● Consignas del ejercicio:
[1] Contesta con datos del texto sobre la presencia del Resucitado:
(a) ¿Qué dice María Magdalena?
(b) ¿Qué dos realidades libran su duelo en el corazón de los creyentes?
(c) ¿En qué día se vive la realidad que describe el texto?
[2] Copia sin cambios el fragmento del texto sobre la presencia del Resucitado que se abre con las palabras que contienen "Sin embargo, en" y se cierra con "y los conmueve.".

● Texto de lectura:
========
Sin embargo, en esa aporía hay una labor que se realiza en el corazón de los discípulos y en la vida de la comunidad: las palabras de Jesús, escuchadas tantas veces, aunque adormecidas, están en su corazón; la lectura de las Sagradas Escrituras, de la Torá, de los Profetas y de los Salmos (cf. Lc 24,44), hecha junto a Jesús, sigue generando pensamientos y adquisiciones de conocimiento del misterio de Dios y de la identidad del mismo Jesús; la fuerza de la fe del discípulo amado que «vio y creyó» (Jn 20,8) y de María Magdalena que dice: «He visto al Señor» (Jn 20,18) los contagia y los conmueve.
El miedo y la fe libran su duelo en el corazón de los creyentes, cuando Jesús está realmente en medio de ellos, hasta que pueden decir: «Vino y se puso en medio». El Señor está presente con su presencia de resucitado vivo y glorioso allí donde están los suyos, pero nuestros ojos no pueden verlo, nuestro corazón no se atreve a ver lo que desea y sabe que es posible. No sabiendo decir otra cosa, afirmamos: «Vino y se quedó en medio», pero el Resucitado está siempre presente y aparece como el que viene cuando nos damos cuenta.
Esta es la realidad que vivimos cada primer día de la semana, cada Domingo, y aquellos discípulos no eran más privilegiados que nosotros. Jesús está en medio de nosotros, en la posición central: si no lo está, significa que o bien no lo vemos por falta de fe, o bien ocupamos voluntariamente su lugar en el centro, atentando contra su señorío único como resucitado y vivo. Solo quien sabe decir: «¡Es el Señor!» (Jn 21,7), sabe verlo y reconocerlo.
========
● Material proporcionado:
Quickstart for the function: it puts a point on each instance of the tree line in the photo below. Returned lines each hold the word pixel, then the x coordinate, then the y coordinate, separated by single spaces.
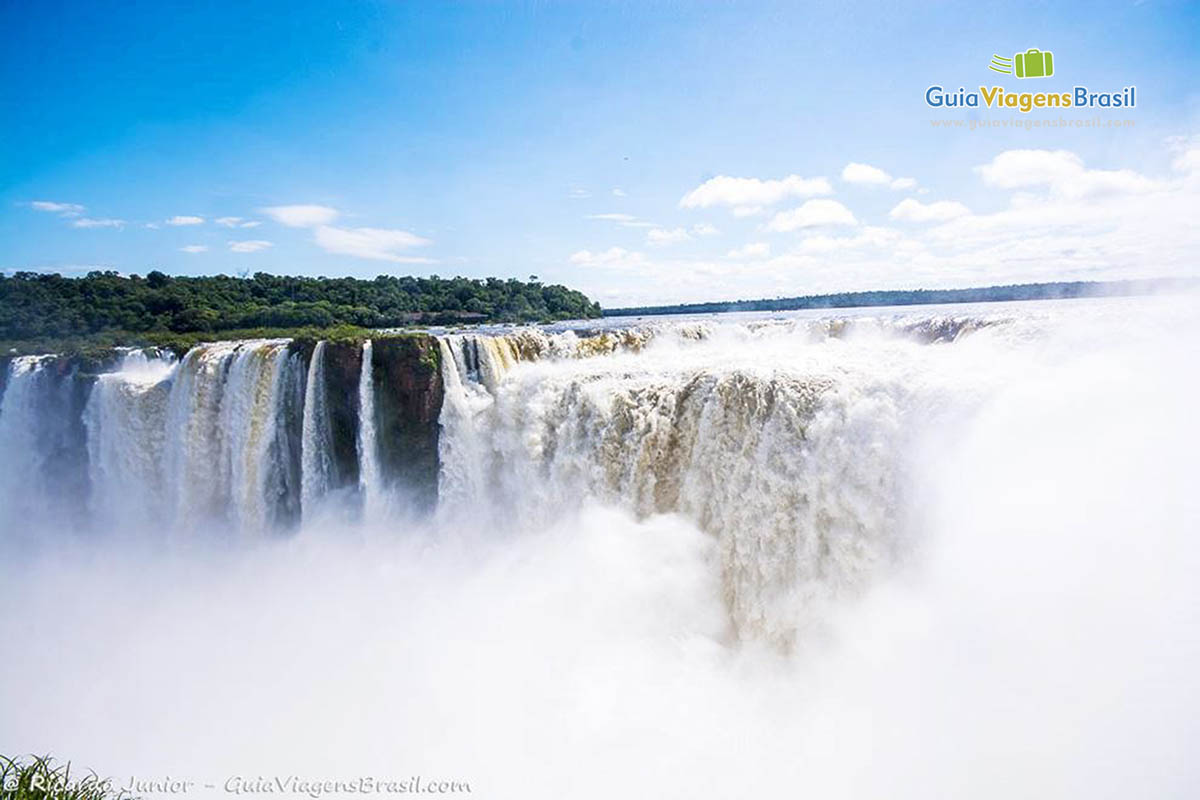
========
● Respuestas propuestas:
[1]
(a) «He visto al Señor» (Jn 20,18).
(b) El miedo y la fe.
(c) Cada primer día de la semana, cada Domingo.

[2]
Sin embargo, en esa aporía hay una labor que se realiza en el corazón de los discípulos y en la vida de la comunidad: las palabras de Jesús, escuchadas tantas veces, aunque adormecidas, están en su corazón; la lectura de las Sagradas Escrituras, de la Torá, de los Profetas y de los Salmos (cf. Lc 24,44), hecha junto a Jesús, sigue generando pensamientos y adquisiciones de conocimiento del misterio de Dios y de la identidad del mismo Jesús; la fuerza de la fe del discípulo amado que «vio y creyó» (Jn 20,8) y de María Magdalena que dice: «He visto al Señor» (Jn 20,18) los contagia y los conmueve.